## Task prompt
From the entries that follow, copy every line with the word "below".
# # #
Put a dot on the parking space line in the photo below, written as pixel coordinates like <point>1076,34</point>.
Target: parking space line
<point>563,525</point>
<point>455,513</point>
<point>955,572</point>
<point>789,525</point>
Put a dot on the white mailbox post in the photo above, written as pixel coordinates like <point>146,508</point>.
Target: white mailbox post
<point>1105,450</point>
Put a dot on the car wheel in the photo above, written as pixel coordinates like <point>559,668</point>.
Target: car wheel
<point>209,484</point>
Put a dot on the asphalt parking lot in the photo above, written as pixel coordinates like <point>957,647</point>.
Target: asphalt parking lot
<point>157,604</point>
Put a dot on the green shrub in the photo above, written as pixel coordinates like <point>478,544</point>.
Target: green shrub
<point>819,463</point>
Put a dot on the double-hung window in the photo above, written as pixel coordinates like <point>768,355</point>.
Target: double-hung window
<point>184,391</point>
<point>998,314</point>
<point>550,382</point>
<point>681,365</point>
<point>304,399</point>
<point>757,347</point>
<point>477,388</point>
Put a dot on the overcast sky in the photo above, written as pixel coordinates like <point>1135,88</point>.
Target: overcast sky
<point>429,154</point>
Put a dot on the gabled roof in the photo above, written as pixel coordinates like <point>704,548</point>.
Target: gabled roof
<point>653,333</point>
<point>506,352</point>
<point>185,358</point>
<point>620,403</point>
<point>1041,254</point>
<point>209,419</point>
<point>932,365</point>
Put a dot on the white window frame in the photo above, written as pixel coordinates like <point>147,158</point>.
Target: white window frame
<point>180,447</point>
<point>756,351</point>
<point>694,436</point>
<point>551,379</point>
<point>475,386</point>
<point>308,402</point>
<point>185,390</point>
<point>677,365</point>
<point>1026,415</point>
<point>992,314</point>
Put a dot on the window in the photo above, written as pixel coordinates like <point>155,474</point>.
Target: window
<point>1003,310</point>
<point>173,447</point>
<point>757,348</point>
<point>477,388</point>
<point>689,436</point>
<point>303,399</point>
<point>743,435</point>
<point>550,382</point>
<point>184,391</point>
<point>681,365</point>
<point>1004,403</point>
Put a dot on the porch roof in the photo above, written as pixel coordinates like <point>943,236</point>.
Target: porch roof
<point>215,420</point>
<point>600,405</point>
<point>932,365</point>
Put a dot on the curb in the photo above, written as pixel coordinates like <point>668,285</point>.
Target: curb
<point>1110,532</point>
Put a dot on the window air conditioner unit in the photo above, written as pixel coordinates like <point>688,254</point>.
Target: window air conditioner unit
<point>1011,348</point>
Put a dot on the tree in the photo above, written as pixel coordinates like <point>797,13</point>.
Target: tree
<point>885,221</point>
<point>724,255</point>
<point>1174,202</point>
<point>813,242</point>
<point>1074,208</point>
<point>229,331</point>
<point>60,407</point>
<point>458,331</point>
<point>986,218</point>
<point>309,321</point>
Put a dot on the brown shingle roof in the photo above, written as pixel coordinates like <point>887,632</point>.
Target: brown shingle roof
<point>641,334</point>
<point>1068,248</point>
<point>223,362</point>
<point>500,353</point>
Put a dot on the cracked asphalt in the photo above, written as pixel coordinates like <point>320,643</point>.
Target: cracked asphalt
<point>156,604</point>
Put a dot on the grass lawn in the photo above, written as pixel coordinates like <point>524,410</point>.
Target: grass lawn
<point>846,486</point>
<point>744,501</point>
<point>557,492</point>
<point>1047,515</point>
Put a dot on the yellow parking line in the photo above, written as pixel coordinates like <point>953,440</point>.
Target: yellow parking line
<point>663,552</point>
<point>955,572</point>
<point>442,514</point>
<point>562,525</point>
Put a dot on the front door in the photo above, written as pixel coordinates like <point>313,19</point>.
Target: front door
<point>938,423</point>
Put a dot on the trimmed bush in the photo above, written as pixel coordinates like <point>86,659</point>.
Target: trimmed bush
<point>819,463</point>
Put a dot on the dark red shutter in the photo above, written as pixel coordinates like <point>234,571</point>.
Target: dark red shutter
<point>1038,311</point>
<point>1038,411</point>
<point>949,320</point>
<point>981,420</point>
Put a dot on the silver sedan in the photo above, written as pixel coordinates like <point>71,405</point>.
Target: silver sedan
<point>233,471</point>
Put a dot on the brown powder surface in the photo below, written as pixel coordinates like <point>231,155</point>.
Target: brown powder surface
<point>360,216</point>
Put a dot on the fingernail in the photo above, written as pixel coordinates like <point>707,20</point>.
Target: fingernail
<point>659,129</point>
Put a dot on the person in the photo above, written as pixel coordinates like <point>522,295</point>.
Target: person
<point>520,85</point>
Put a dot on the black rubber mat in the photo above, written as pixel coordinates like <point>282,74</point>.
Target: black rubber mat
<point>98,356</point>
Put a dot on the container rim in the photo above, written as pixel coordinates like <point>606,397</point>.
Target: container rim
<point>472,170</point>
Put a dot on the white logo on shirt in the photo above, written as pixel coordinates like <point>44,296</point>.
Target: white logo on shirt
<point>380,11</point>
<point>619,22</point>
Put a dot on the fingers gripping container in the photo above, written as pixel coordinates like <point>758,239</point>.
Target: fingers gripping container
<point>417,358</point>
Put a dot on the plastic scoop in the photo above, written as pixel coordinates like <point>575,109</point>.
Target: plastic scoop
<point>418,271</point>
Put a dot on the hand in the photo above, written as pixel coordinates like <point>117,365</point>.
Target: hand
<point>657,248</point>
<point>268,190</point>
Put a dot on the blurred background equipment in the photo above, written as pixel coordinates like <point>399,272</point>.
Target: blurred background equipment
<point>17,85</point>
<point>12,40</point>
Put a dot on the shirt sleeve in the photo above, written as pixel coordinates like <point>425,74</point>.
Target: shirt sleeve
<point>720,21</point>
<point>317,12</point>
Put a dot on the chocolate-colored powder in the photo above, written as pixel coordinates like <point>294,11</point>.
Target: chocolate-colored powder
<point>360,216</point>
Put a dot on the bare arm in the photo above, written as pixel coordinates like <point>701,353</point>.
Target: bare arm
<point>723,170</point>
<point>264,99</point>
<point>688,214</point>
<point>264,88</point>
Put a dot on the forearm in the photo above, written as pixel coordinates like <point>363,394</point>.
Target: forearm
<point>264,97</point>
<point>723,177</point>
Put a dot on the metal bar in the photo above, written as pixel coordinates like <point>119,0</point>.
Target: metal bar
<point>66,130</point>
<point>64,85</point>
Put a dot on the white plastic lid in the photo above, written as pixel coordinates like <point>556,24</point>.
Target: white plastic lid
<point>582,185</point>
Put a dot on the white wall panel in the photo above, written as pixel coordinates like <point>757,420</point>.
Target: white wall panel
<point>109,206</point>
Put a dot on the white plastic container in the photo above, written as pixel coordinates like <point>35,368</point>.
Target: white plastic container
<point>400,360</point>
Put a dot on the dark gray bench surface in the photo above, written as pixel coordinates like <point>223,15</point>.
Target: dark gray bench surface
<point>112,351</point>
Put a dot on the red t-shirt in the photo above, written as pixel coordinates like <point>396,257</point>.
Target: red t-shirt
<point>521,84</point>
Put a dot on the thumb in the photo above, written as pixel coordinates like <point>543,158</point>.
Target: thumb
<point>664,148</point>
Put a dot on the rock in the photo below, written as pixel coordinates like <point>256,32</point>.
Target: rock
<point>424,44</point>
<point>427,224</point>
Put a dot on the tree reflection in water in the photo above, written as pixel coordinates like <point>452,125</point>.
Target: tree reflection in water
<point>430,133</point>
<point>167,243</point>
# # #
## Written answer
Put a dot on the parking space line in the photo below, written as pixel coordinates like <point>1076,34</point>.
Put a dot on the brown powder surface in the photo below, written as pixel coordinates like <point>231,155</point>.
Put a dot on the rock in the photo below, written as pixel coordinates like <point>256,32</point>.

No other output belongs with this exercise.